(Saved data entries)

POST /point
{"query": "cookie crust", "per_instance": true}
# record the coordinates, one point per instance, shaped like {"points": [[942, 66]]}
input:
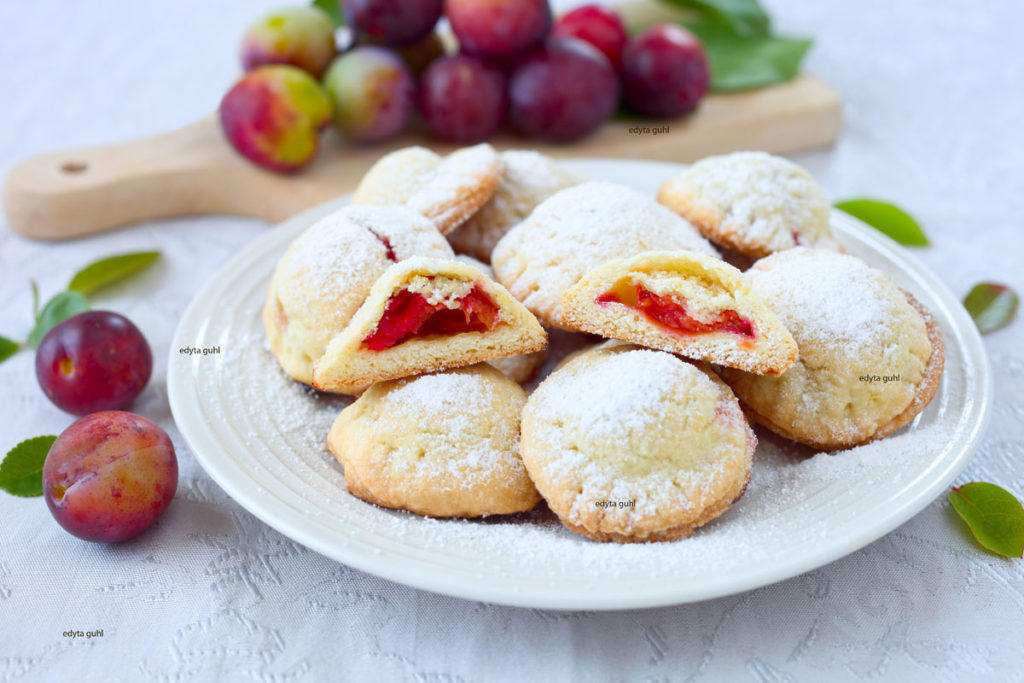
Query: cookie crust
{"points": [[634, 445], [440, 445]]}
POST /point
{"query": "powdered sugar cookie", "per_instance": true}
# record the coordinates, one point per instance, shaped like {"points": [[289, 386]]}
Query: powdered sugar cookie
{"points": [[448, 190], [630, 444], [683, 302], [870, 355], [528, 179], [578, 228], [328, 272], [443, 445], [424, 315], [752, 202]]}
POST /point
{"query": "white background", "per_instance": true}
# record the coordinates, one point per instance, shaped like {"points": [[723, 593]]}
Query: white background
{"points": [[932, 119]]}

_Task requirements:_ Without the pictures, restate all of the entries above verbatim.

_In response:_
POST /point
{"query": "cookie crust", "per_instance": true}
# record the coordinates, one point per instance, shaped like {"points": [[942, 66]]}
input:
Query: cookie crust
{"points": [[634, 445], [440, 445]]}
POST /point
{"query": "powdered sugar cookie", "per_instance": true}
# record the coordinates, one point per instance, shaped like {"points": [[289, 386]]}
Query: powdered sugar cookie
{"points": [[448, 190], [630, 444], [683, 302], [870, 355], [528, 179], [578, 228], [328, 272], [443, 445], [424, 315], [752, 202]]}
POST /point
{"query": "white background", "per_instance": true}
# record the coordinates, one point per instance, shaped like {"points": [[723, 593]]}
Query: white background
{"points": [[932, 119]]}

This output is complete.